TO BE DONE. Collect every line of the data below that contains the string "helmet", matching case exactly.

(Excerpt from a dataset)
"""
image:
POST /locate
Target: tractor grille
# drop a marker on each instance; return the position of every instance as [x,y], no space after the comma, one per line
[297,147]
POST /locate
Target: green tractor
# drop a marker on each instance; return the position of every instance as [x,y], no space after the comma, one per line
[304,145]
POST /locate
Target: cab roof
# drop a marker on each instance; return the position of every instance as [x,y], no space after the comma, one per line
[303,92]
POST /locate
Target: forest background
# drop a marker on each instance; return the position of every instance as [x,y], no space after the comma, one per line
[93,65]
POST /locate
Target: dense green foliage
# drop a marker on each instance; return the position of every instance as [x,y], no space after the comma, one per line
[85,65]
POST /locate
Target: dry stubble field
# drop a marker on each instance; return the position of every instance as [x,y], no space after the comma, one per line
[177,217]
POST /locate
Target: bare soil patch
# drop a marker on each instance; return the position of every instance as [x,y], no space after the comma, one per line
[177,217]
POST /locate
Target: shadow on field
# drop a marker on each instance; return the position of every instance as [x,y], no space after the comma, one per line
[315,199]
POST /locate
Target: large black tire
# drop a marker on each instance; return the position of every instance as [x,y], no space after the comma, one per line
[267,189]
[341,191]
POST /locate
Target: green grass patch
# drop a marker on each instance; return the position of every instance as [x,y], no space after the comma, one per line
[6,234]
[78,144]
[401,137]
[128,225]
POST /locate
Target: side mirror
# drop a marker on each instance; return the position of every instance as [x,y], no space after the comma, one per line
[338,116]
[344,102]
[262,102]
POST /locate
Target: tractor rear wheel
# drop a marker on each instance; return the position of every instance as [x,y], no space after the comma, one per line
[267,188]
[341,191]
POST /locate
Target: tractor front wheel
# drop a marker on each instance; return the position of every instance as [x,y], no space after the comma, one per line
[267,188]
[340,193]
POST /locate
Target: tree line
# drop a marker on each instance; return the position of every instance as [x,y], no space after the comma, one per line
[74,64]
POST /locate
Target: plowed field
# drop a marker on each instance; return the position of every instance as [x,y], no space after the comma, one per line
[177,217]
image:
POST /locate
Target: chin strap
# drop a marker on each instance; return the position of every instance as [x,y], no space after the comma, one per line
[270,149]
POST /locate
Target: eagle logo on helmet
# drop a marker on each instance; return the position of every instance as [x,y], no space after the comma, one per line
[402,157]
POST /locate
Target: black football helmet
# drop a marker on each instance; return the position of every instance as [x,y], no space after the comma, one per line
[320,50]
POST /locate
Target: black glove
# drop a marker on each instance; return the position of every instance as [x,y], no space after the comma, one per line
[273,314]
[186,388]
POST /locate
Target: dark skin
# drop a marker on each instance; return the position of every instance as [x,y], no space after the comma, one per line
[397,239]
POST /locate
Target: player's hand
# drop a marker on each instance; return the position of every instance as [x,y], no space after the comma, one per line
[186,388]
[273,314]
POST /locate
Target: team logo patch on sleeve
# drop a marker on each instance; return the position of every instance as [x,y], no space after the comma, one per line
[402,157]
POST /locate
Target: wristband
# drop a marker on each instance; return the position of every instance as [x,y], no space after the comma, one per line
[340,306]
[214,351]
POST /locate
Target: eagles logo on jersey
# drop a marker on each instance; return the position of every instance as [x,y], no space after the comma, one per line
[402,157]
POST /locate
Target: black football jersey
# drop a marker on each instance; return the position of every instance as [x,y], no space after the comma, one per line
"""
SOLUTION.
Target: eagle logo on helmet
Target: black football helmet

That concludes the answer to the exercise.